TO DO:
Set every record down again, exactly and completely.

GIVEN INFORMATION:
>>>>>

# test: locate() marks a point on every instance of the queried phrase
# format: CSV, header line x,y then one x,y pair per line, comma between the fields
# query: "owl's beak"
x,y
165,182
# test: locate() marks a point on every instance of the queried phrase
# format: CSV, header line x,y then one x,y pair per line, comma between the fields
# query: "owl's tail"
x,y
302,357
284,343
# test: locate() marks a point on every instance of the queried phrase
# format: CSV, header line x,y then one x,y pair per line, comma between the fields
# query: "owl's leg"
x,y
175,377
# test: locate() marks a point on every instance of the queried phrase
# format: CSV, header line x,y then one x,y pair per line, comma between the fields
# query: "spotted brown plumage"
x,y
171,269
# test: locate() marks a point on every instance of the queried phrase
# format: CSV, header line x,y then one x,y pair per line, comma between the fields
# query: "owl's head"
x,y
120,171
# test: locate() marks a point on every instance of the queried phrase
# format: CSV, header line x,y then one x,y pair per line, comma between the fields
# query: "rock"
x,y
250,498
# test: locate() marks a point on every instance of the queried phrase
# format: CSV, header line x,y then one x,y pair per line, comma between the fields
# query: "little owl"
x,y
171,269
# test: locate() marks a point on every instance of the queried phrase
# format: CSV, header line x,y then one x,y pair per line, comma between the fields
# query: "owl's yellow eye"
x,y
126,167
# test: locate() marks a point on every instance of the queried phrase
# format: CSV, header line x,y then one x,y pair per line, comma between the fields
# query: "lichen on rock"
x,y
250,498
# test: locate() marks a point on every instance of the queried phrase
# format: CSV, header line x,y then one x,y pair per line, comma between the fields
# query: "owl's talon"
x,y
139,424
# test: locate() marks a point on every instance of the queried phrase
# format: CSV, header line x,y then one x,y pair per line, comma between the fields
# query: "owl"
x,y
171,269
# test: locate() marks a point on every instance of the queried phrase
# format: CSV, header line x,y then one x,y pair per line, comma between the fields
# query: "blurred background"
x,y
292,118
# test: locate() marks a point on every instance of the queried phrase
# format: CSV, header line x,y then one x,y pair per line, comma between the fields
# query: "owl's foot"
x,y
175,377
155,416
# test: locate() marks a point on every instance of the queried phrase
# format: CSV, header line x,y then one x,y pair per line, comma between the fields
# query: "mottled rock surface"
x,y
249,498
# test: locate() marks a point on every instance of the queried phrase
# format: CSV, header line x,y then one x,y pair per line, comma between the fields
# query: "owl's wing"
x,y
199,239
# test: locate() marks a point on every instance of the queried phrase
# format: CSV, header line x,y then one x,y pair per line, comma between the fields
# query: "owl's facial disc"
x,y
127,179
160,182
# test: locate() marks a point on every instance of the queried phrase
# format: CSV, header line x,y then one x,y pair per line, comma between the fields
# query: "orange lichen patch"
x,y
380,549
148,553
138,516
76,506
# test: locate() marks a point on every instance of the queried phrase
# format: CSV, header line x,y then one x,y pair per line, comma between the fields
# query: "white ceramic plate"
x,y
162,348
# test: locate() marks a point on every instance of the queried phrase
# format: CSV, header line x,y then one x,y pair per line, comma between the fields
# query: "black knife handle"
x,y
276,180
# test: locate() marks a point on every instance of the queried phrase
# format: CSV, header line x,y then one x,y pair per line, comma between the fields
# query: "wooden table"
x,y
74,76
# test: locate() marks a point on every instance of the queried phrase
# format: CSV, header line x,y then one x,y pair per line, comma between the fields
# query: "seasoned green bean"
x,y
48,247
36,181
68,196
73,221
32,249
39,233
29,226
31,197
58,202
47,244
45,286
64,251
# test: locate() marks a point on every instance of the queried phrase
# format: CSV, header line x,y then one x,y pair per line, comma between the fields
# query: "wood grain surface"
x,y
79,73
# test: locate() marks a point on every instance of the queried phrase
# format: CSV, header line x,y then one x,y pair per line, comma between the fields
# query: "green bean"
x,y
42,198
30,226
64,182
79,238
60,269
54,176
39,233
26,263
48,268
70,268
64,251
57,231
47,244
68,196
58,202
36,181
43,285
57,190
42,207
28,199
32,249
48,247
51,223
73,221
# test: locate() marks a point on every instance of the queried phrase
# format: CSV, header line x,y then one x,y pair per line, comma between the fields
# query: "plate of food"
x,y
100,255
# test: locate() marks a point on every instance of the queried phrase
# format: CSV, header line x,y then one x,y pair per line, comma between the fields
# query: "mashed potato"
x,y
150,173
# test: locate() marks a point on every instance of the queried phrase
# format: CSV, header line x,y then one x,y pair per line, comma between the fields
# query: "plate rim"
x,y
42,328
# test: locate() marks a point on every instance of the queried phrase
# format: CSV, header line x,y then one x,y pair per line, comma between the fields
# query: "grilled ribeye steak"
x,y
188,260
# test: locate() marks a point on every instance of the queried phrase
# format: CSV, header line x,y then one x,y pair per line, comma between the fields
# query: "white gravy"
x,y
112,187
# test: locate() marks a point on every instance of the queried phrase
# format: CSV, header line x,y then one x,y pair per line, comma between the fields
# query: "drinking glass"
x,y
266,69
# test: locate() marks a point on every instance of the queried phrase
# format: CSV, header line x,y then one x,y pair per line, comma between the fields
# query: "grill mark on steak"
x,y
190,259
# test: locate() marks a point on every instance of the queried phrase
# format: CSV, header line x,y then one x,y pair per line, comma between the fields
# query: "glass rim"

<<<<<

ANSWER TO THE PROBLEM:
# test: locate() marks a point on every instance of the queried phrase
# format: CSV, header line x,y then one x,y pair per line, comma between the fields
# query: "owl's beak"
x,y
165,182
# test: locate() marks a point on every instance of the queried phrase
# format: CSV, header line x,y then one x,y pair per line, comma between the fields
# query: "owl's tail"
x,y
302,357
284,343
# test: locate() marks a point on every instance of the queried phrase
# format: CSV, header line x,y then one x,y pair per line, comma between the fields
# query: "owl's leg"
x,y
175,377
# test: locate() marks a point on every instance of the queried phrase
# format: CSV, header line x,y then one x,y pair per line, comma between the fields
# query: "spotted brown plumage"
x,y
171,269
# test: locate() marks a point on every instance of the queried phrase
# format: CSV, header line x,y then one x,y pair per line, comma between the fields
# query: "owl's head"
x,y
120,171
# test: locate() marks a point on every instance of the queried phrase
# format: CSV, header line x,y then one x,y pair per line, comma between the fields
# query: "rock"
x,y
250,498
# test: locate() marks a point on every instance of the queried phrase
# format: CSV, header line x,y then one x,y pair per line, comma between the fields
# query: "little owl"
x,y
171,269
# test: locate() marks a point on every instance of the queried phrase
# format: CSV, header line x,y then one x,y pair per line, comma between the fields
# query: "owl's yellow eye"
x,y
126,167
# test: locate() marks a point on every instance of the queried phrase
# format: CSV, header line x,y then one x,y pair per line, comma between the fields
# query: "lichen on rock"
x,y
250,498
# test: locate() marks a point on every instance of the queried phrase
# format: CSV, header line x,y then one x,y pair per line, comma between the fields
# query: "owl's talon"
x,y
139,424
# test: locate() marks a point on every instance of the queried phrase
# format: CSV, header line x,y then one x,y pair per line, comma between the fields
# query: "owl"
x,y
171,269
# test: locate() marks a point on every instance of the queried phrase
# format: CSV, header line x,y then one x,y pair per line, comma between the fields
# query: "blurred background"
x,y
292,118
# test: locate() marks a point on every instance of the queried phrase
# format: CSV, header line x,y then one x,y pair per line, comma between the fields
# query: "owl's foot"
x,y
175,377
155,416
# test: locate() marks a point on every instance of the queried phrase
# format: CSV, header line x,y then one x,y pair per line, comma between the fields
# query: "mottled rock surface"
x,y
249,498
# test: locate() marks a point on every instance of the queried phrase
# format: CSV, header line x,y then one x,y pair per line, comma between the fields
# query: "owl's wing"
x,y
199,239
# test: locate() marks a point on every instance of the queried phrase
# format: CSV, header line x,y then one x,y pair per line, comma between the fields
# query: "owl's facial disc"
x,y
127,179
160,182
# test: locate() marks a point on every instance of the queried phrase
# format: CSV, header line x,y then one x,y pair per line, comma between the fields
# query: "orange lichen patch"
x,y
380,549
148,553
138,516
76,506
# test: locate() marks a point on every instance of the queried phrase
# format: CSV, header line x,y then one x,y pair per line, comma between the fields
# query: "white ceramic plate"
x,y
162,348
# test: locate() marks a point on every instance of the queried phrase
# format: CSV, header line x,y then one x,y pair per line, comma between the fields
# query: "black knife handle"
x,y
276,180
# test: locate() marks a point on every instance of the queried phrase
# format: CSV, header line x,y then one x,y pair per line, comma between the fields
# query: "wooden table"
x,y
74,76
# test: locate() marks a point on every instance of the queried phrase
# format: CSV, header line x,y then one x,y pair per line, comma between the fields
# query: "seasoned green bean"
x,y
48,247
36,181
68,196
73,221
32,249
39,233
29,226
31,197
58,202
47,244
45,286
64,251
# test: locate() marks a point on every instance of the queried phrase
# format: CSV, header line x,y then one x,y pair per line, comma between the fields
# query: "wood grain surface"
x,y
79,73
# test: locate() marks a point on every instance of the queried phrase
# format: CSV, header line x,y then one x,y pair per line, comma between the fields
# query: "green bean"
x,y
42,198
30,226
64,182
79,238
60,269
54,176
39,233
26,263
48,268
70,268
64,251
57,231
47,244
68,196
58,202
36,181
43,285
57,190
42,207
28,199
32,249
48,247
51,223
73,221
# test: locate() marks a point on every instance of the queried phrase
# format: CSV, header line x,y then one x,y pair per line, comma between the fields
# query: "plate of food"
x,y
100,255
# test: locate() marks a point on every instance of the queried phrase
# format: CSV, header line x,y then one x,y pair per line, comma between the fields
# query: "mashed potato"
x,y
150,173
# test: locate() marks a point on every instance of the queried phrase
# format: CSV, header line x,y then one x,y pair per line, comma between the fields
# query: "plate rim"
x,y
42,328
# test: locate() marks a point on every instance of the queried phrase
# format: CSV, header line x,y then one x,y pair per line, comma between the fields
# query: "grilled ribeye steak"
x,y
188,260
# test: locate() marks a point on every instance of the queried phrase
# format: CSV, header line x,y then one x,y pair per line, comma between the fields
# query: "white gravy"
x,y
112,187
# test: locate() marks a point on every instance of the queried phrase
# format: CSV, header line x,y then one x,y pair per line, comma between the fields
# query: "drinking glass"
x,y
266,69
# test: locate() marks a point on every instance of the queried phrase
# format: CSV, header line x,y then one x,y pair per line, comma between the fields
# query: "grill mark on steak"
x,y
190,259
# test: locate() marks a point on every instance of the queried phrase
# format: CSV, header line x,y then one x,y pair per line, comma between the fields
# query: "glass rim"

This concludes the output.